**Extrait fourni**
□ □ □ □ □ □ □
Considérant qu'il résulte des dispositions précitées de l'article 12 de la loi du 2 mai 1930, combinées avec celles de son article 14 aux termes duquel : "Le déclassement total ou partiel d'un monument ou d'un site classé est prononcé, après avis des commissions départementales et supérieures, par décret en Conseil d'Etat" que, à moins d'un déclassement partiel prononcé en application de l'article 14, nul ne peut faire effectuer des travaux sur un site ayant fait l'objet d'un classement qu'après avoir obtenu une autorisation spéciale, donnée au cas par cas, en application de l'article 12 ; que, par suite, l'article 2 du décret attaqué qui autorise le ministre chargé de la défense nationale à réaliser, sans autorisation spéciale, sur les parcelles affectées à son département ministériel, toutes installations jugées nécessaires à la satisfaction des impératifs de la défense nationale, méconnaît la loi du 12 mai 1930 et doit être annulé ;
Sur les conclusions de M. A... et autres tendant à l'application des dispositions de l'article 75-I de la loi du 10 juillet 1991 :
Considérant qu'il n'y a pas lieu, dans les circonstances de l'espèce, de faire application des dispositions de l'article 75-I de la loi du 10 juillet 1991 et de condamner l'Etat à payer à M. A... et autres la somme qu'ils demandent au titre des frais exposés par eux et non compris dans les dépens ;
Article 1er : L'article 2 du décret du 13 février 1996 est annulé.
Article 2 : Le surplus des conclusions de la requête de M. A... et autres est rejeté.
Article 3 : La présente décision sera notifiée à M. Vincent A..., à Mlle Jeanne A..., à M. Jean Y..., à M. Jean-Paul Z..., à l'ASSOCIATION DE DEFENSE DES INTERETS DES BONIFACIENS ET DE LEUR ENVIRONNEMENT (ADIBE), à M. Jules X..., au Premier ministre et au ministre de l'aménagement du territoire et de l'environnement.
□ □ □ □ □ □ □
**Données fournies**
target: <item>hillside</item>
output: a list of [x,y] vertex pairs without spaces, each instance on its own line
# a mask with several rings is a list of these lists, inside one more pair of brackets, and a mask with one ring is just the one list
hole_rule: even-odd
□ □ □ □ □ □ □
**Énoncé 1**
Répondez à ces questions sur l'extrait de la décision :
(a) Selon l'article 14 cité, comment est prononcé le déclassement total ou partiel d'un site classé ?
(b) Quel article du décret du 13 février 1996 est annulé ?
(c) Quel sort est réservé au surplus des conclusions de la requête ?
**Énoncé 2**
Reprenez l'extrait de la décision après sa dernière phrase et poursuivez-en la rédaction.
Les lignes forment un matériau distinct de l'extrait de la décision.

**Réponse finale 1**
(a) Il est prononcé par décret en Conseil d'État, après avis des commissions départementales et supérieures.
(b) L'article 2.
(c) Il est rejeté.

**Réponse finale 2**
Synthèse
Formation : 6 / 2 ssr
Numéro d'arrêt : 183047
Date de la décision : 27/09/1999
Sens de l'arrêt : Annulation
Type d'affaire : Administrative
Type de recours : Recours pour excès de pouvoir

Analyses

ACTES LEGISLATIFS ET ADMINISTRATIFS - PROMULGATION - PUBLICATION - NOTIFICATION - PUBLICATION - FORMES DE LA PUBLICATION - Enquête préalable à la décision de classement de site - Modalités de publication de l'arrêté préfectoral prescrivant l'enquête - Insertion dans les journaux sous forme d'un communiqué de presse - Communiqué comprenant toutes les dispositions utiles à l'information du public - Régularité de la procédure.

01-07-02-02, 41-02-02-01 L'article 4 alinéa 3 du décret du 13 juin 1969 dispose que l'arrêté prescrivant l'enquête préalable à la décision de classement de site "est inséré dans deux journaux dont au moins un quotidien dont la distribution est assurée dans les communes intéressées (...)". La circonstance que cette insertion a eu lieu sous la forme d'un communiqué de presse et non d'une publication de l'arrêté préfectoral lui-même est sans incidence sur la régularité de la procédure dès lors que ce communiqué reprenait toutes les dispositions utiles à l'information du public contenues dans l'arrêté.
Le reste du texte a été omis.